- _EXERCISE DESCRIPTION_
Please continue the text below on storage components split into concatenations, picking up after its last line.
═══ EXTRACTED TEXT
Component: bbcbe458-094f-18d6-5b90-246e962f4978 (state: ACTIVE (5), host: esxi-dell-l.rainpole.com, 
md: naa.500a07510f86d69f, ssd: naa.55cd2e404c31f9a9,votes: 1, usage: 232.1 GB, proxy component: false)

Example 1:

 Concatenation
Component: 79ece458-dfff-d828-5d74-246e962f4ab0 (state: ACTIVE (5), host: esxi-dell-j.rainpole.com, 
md: naa.500a07510f86d6c7, ssd: naa.55cd2e404c31f8f0,votes: 1, usage: 116.1 GB, proxy component: false)
Component: 79ece458-c790-db28-fead-246e962f4ab0 (state: ACTIVE (5), host: esxi-dell-j.rainpole.com, 
md: naa.500a07510f86d684, ssd: naa.55cd2e404c31f8f0, votes: 1, usage: 116.1 GB, proxy component: false)

On another occasion, as disk became more and more scarce, the component was split into a concatenation of 8 x 29 GB chunks.

Example 2:

 Concatenation 
Component: a10be558-6fae-0105-403c-246e962f48f8 (state: ACTIVE (5), host: esxi-dell-i.rainpole.com, 
md: naa.500a07510f86d6c5, ssd: naa.55cd2e404c31ef8d, votes: 1, usage: 29.0 GB, proxy component: false) 
Component: a10be558-e141-0405-17b2-246e962f48f8 (state: ACTIVE (5), host: esxi-dell-i.rainpole.com, 
md: naa.500a07510f86d6c5, ssd: naa.55cd2e404c31ef8d, votes: 1, usage: 29.0 GB, proxy component: false) 
Component: a10be558-8564-0505-f136-246e962f48f8 (state: ACTIVE (5), host: esxi-dell-k.rainpole.com, 
md: naa.500a07510f86d69c, ssd: naa.55cd2e404c31e2c7, votes: 1, usage: 29.0 GB, proxy component: false) 
Component: a10be558-67c1-0605-8f2c-246e962f48f8 (state: ACTIVE (5), host: esxi-dell-k.rainpole.com, 
md: naa.500a07510f86d6b8, ssd: naa.55cd2e404c31e2c7, votes: 1, usage: 29.0 GB, proxy component: false) 
.
.
.
══════
═══ LISTED RECORDS
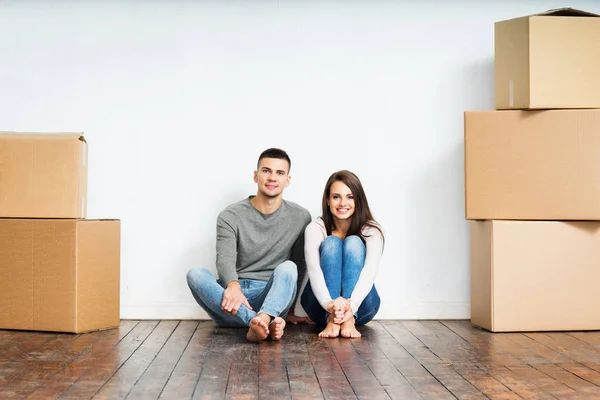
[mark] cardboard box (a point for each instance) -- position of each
(548, 60)
(43, 175)
(60, 275)
(535, 275)
(532, 165)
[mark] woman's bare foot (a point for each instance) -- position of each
(277, 327)
(349, 330)
(259, 328)
(331, 330)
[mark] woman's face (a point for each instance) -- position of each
(340, 201)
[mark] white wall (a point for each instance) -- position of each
(178, 98)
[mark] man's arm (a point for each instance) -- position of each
(226, 266)
(226, 248)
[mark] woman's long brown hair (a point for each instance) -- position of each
(362, 213)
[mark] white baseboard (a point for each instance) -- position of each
(422, 310)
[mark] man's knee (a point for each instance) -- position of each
(196, 276)
(288, 269)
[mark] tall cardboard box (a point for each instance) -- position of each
(535, 275)
(532, 165)
(43, 175)
(59, 275)
(548, 60)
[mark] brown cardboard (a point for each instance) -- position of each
(532, 165)
(548, 60)
(43, 175)
(535, 275)
(59, 275)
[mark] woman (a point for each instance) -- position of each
(342, 250)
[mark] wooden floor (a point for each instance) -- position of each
(393, 359)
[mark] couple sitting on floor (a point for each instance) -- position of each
(266, 244)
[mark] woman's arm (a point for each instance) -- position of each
(374, 247)
(313, 236)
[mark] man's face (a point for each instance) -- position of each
(272, 176)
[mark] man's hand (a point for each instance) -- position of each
(294, 319)
(233, 298)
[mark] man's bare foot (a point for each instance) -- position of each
(349, 330)
(331, 330)
(277, 327)
(259, 328)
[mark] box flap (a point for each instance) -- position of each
(34, 135)
(566, 12)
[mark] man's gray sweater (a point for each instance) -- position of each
(251, 244)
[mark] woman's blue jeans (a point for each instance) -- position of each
(342, 262)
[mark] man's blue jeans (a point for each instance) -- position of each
(341, 262)
(274, 297)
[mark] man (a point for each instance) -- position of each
(260, 256)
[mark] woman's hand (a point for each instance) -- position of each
(340, 307)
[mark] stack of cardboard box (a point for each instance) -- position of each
(58, 270)
(532, 178)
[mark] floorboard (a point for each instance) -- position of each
(392, 360)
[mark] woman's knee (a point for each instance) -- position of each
(355, 246)
(332, 245)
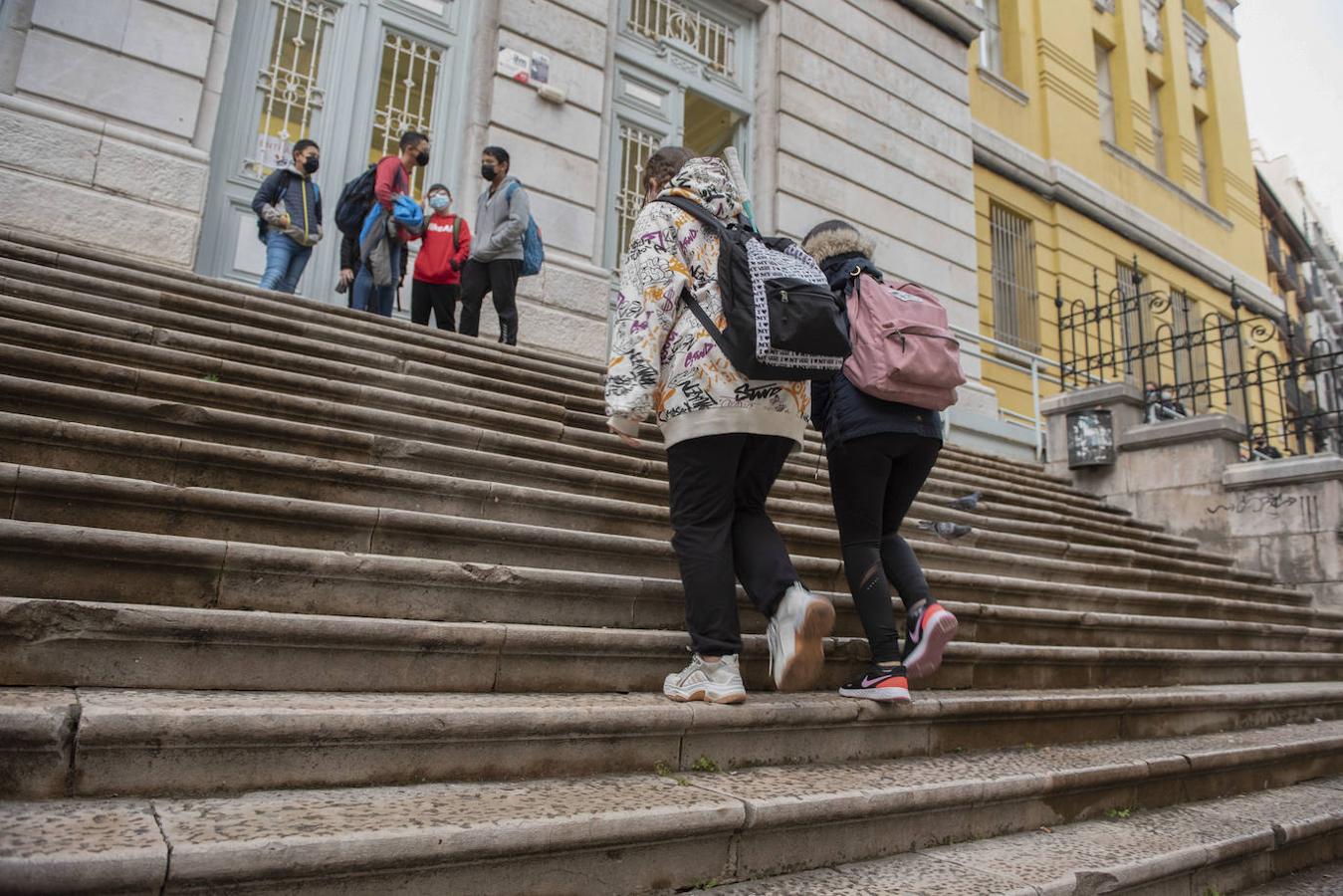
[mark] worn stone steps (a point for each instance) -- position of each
(473, 534)
(1208, 848)
(104, 394)
(51, 560)
(84, 644)
(1318, 880)
(230, 364)
(191, 462)
(641, 833)
(806, 526)
(39, 260)
(97, 742)
(1029, 477)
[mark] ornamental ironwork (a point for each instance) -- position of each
(289, 84)
(1260, 369)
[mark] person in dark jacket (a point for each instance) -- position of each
(880, 456)
(349, 264)
(291, 211)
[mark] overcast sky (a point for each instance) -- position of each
(1293, 89)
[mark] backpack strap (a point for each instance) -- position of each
(700, 315)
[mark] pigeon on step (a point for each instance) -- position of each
(949, 531)
(967, 501)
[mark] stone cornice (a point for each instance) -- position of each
(1224, 12)
(1060, 183)
(959, 18)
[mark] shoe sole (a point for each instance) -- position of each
(878, 695)
(808, 653)
(927, 657)
(701, 695)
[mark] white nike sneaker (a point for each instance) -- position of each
(716, 681)
(795, 634)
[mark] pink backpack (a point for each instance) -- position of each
(901, 346)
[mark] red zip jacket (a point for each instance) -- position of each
(388, 180)
(434, 264)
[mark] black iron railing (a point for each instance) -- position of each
(1260, 369)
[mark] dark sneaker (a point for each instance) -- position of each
(927, 638)
(878, 683)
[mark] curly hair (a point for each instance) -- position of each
(664, 165)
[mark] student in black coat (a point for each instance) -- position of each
(880, 456)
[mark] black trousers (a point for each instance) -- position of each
(497, 277)
(439, 299)
(873, 480)
(722, 533)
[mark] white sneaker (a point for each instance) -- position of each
(795, 634)
(709, 681)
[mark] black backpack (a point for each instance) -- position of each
(782, 320)
(356, 198)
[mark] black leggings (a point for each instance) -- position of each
(873, 480)
(497, 277)
(722, 533)
(439, 299)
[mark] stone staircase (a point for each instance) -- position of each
(300, 599)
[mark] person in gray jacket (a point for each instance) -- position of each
(501, 216)
(289, 208)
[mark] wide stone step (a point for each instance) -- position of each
(235, 373)
(42, 495)
(188, 464)
(118, 645)
(255, 418)
(91, 742)
(639, 833)
(1205, 848)
(34, 258)
(1316, 880)
(80, 563)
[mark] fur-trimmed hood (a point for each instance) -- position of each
(841, 239)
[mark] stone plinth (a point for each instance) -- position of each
(1280, 516)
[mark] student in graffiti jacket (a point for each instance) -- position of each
(726, 438)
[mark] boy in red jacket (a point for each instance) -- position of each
(438, 268)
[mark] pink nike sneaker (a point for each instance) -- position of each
(927, 638)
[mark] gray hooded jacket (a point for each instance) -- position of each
(500, 222)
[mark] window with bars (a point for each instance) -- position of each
(1154, 107)
(1201, 138)
(1015, 297)
(289, 84)
(1105, 93)
(992, 38)
(712, 38)
(406, 88)
(637, 145)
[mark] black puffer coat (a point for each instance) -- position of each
(838, 407)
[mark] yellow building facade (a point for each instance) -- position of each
(1108, 130)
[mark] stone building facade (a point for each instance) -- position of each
(145, 125)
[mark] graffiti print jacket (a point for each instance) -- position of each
(662, 361)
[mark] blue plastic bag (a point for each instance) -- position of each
(534, 250)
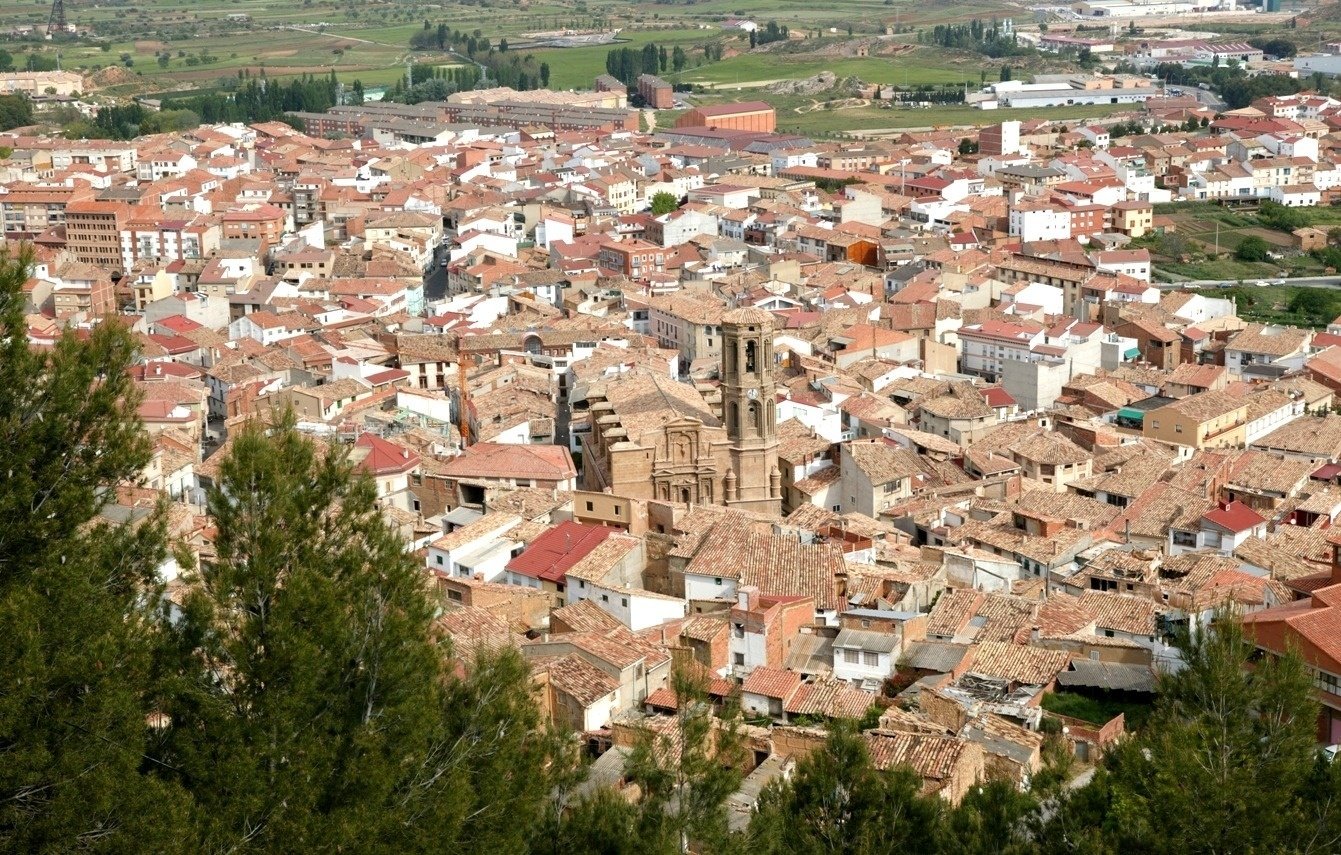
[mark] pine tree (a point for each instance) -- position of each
(315, 712)
(77, 658)
(837, 802)
(1226, 763)
(685, 771)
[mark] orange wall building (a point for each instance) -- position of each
(754, 115)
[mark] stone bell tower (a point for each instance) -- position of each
(750, 409)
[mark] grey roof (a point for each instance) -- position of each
(811, 654)
(883, 614)
(605, 771)
(864, 639)
(940, 657)
(1111, 676)
(740, 804)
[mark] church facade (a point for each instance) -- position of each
(655, 438)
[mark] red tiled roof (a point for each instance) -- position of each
(771, 682)
(555, 551)
(1235, 516)
(385, 457)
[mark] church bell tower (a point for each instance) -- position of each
(750, 409)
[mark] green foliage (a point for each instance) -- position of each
(664, 203)
(1234, 85)
(685, 772)
(1225, 764)
(78, 657)
(837, 802)
(1282, 217)
(313, 708)
(1253, 248)
(15, 111)
(1096, 709)
(984, 38)
(1281, 48)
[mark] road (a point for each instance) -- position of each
(1304, 282)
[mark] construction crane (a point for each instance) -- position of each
(56, 22)
(463, 391)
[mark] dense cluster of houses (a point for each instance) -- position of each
(868, 430)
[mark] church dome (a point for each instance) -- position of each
(747, 315)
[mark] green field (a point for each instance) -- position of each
(1282, 304)
(870, 121)
(1096, 710)
(208, 40)
(575, 67)
(920, 67)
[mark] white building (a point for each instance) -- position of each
(862, 657)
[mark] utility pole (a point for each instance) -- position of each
(56, 20)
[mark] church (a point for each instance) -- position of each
(656, 438)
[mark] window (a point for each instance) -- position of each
(1326, 682)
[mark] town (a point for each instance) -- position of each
(951, 436)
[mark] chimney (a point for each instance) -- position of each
(747, 597)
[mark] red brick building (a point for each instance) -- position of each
(752, 115)
(655, 91)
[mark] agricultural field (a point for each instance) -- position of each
(872, 119)
(1292, 306)
(187, 44)
(1204, 236)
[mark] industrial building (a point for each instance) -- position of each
(1053, 90)
(752, 115)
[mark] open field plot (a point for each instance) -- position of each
(1226, 231)
(1284, 304)
(915, 69)
(879, 119)
(205, 40)
(575, 67)
(837, 14)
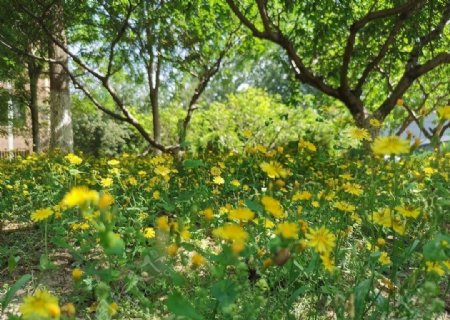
══════
- _FINAL RESULT_
Partial Repairs

If there are objects with components that are degraded or absent for more than 60 minutes, vSAN will try to repair all the components of that object to make the object completely compliant once more. In previous releases, if there are not enough available resources to repair all the impacted components of an object, vSAN simply did not try a repair attempt.

In vSAN 6.6, vSAN now tries to repair as many impacted components as possible, even if it can’t repair all the components of an object. This is important in scenarios where partially repairing the components in an object can allow vSAN to tolerate additional failures to the object, even though there are not enough resources in the cluster to make the object fully compliant.

Here is a scenario from a stretched cluster using local site protection to explain this concept a little better. If one site is down, then all VMs are running on the remaining site. If there is another failure in the remaining site, vSAN will now repair as many components as possible but may not be able to repair all the components in an object.

  • 12 node cluster (6+6+1)
  • 6 nodes remaining after a site failure
  • Secondary FTT=2
  • Secondary FTM=RAID-1
  • Requires 5 hosts – 3 copies of the data, 2 witnesses (2n + 1)

 

If the remaining site now suffers 2 additional host failure, vSAN now rebuilds data copies on the 4 remaining hosts. However, vSAN can only repair then up to (FailuresToTolerate) FTT=1 due to a lack of remaining hosts. To implement FTT=2, we need 2n+1 hosts (5) but there are only 4 remaining on this site. Therefore FTT=1 is the most that vSAN can repair.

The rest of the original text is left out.